> [Kaynak metin]
# # # #

MENÜ

Ertuğrul Sağlam: Kadıköy'de hedef iyi futbol

Fenerbahçe ile yarın karşılaşacak olan Eskişehirspor'un teknik patronu Ertuğrul Sağlam, FANATİK'e konuştu.

Ertuğrul Sağlam: Kadıköy'de hedef iyi futbol

Fenerbahçe maçı çok zor geçecek. İstanbul’da Fenerbahçe ile oynamak kolay bir iş değil. 28 maçtır kendi sahasında yenilmeyen bir takım var. Bu da bazı gerçekleri gösteriyor.

# # # #

> [Yapılacak görevler]
**A)** Ertuğrul Sağlam haberinde "Fenerbahçe maçı çok" sözcüklerini içeren yerle açılıp "bazı gerçekleri gösteriyor." ile kapanan bölümü aynen alıntılayın.
**B)** Listenin başından "x=796 y=494" içeren satıra kadarki satırları (iki uç da dahil) yalnızca bunlar olacak şekilde yeniden yazın; "submerged rock" yerine "underwater rock" koyun, gerisini değiştirmeyin.
Listenin Ertuğrul Sağlam haberiyle hiçbir ilgisi yoktur.

[Veri kümesi satırları]
# # # #

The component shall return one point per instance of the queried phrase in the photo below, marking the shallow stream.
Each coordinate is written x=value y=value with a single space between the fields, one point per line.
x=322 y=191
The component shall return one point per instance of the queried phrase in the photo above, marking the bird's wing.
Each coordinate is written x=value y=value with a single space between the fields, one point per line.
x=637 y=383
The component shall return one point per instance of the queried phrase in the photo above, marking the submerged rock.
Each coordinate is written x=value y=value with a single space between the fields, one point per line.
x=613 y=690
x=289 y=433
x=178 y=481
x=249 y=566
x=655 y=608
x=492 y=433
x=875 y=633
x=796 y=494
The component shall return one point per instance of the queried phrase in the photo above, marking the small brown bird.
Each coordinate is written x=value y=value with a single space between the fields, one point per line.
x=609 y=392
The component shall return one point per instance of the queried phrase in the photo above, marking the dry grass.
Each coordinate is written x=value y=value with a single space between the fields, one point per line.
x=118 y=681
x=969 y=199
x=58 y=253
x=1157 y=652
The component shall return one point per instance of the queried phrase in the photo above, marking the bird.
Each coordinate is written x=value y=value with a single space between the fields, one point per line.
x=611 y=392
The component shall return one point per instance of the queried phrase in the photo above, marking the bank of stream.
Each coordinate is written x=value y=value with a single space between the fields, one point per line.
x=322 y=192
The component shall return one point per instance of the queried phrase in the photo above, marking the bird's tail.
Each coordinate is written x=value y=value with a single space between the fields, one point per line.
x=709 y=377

# # # #

> [Görev yanıtları]
**A)**
Fenerbahçe maçı çok zor geçecek. İstanbul’da Fenerbahçe ile oynamak kolay bir iş değil. 28 maçtır kendi sahasında yenilmeyen bir takım var. Bu da bazı gerçekleri gösteriyor.

**B)**
The component shall return one point per instance of the queried phrase in the photo below, marking the shallow stream.
Each coordinate is written x=value y=value with a single space between the fields, one point per line.
x=322 y=191
The component shall return one point per instance of the queried phrase in the photo above, marking the bird's wing.
Each coordinate is written x=value y=value with a single space between the fields, one point per line.
x=637 y=383
The component shall return one point per instance of the queried phrase in the photo above, marking the underwater rock.
Each coordinate is written x=value y=value with a single space between the fields, one point per line.
x=613 y=690
x=289 y=433
x=178 y=481
x=249 y=566
x=655 y=608
x=492 y=433
x=875 y=633
x=796 y=494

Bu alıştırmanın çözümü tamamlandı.